◆ EXERCISE PROMPT
Transcribe verbatim the stretch of the data below from the line containing "Spot any avocado in the frame." through the line containing "[662,144,725,205]", including both of those lines.

======== RECORDS FOR THE EXERCISE ========

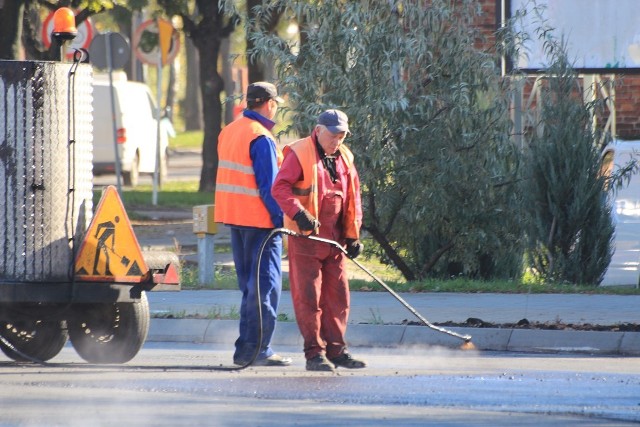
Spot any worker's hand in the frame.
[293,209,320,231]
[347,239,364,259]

========
======== RECORDS FOR THE EXERCISE ========

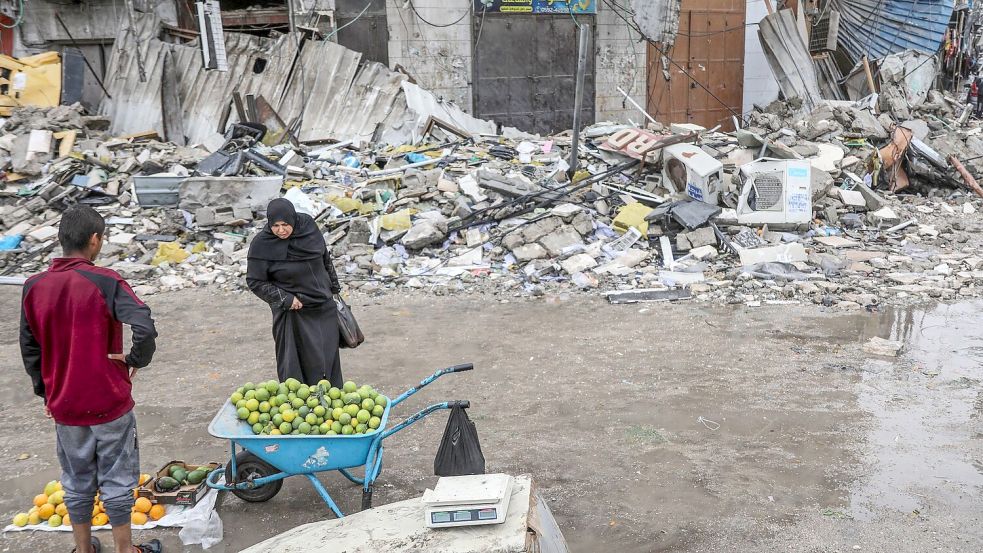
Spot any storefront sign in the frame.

========
======== RECORDS FOR THE EXERCISE ========

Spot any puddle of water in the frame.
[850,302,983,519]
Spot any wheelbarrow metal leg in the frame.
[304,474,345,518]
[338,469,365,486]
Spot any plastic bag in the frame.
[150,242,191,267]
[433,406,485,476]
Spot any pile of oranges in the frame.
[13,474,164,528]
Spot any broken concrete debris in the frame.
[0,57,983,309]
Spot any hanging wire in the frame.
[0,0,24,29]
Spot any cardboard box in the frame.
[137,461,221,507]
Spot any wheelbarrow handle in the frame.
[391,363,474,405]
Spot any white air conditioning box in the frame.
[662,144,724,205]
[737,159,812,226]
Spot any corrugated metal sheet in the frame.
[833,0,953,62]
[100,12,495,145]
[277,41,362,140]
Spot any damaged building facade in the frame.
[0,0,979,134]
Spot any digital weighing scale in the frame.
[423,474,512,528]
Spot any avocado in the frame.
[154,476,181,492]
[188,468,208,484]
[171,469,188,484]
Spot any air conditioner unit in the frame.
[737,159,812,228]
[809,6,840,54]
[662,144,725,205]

========

◆ SOLUTION FOR THIS TASK
Spot any avocado in the frame.
[154,476,181,492]
[188,468,208,484]
[171,469,188,484]
Spot any air conditioner unit in the frame.
[737,159,812,228]
[809,6,840,54]
[662,144,725,205]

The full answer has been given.